▶ How to complete this task: Scan the data below for the string "query". Show every line where it turns up.

[Items listed in a dataset]
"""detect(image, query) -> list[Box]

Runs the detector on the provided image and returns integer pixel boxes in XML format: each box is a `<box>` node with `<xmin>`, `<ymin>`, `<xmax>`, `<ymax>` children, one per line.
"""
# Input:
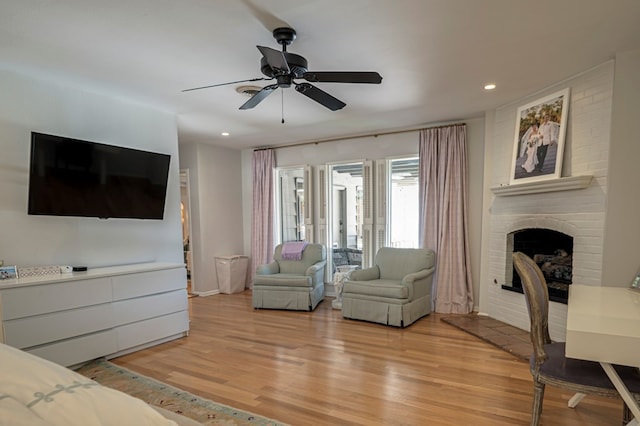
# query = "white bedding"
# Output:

▶ Final answer:
"""detect(image, query) -> list[Box]
# query = "white bedding"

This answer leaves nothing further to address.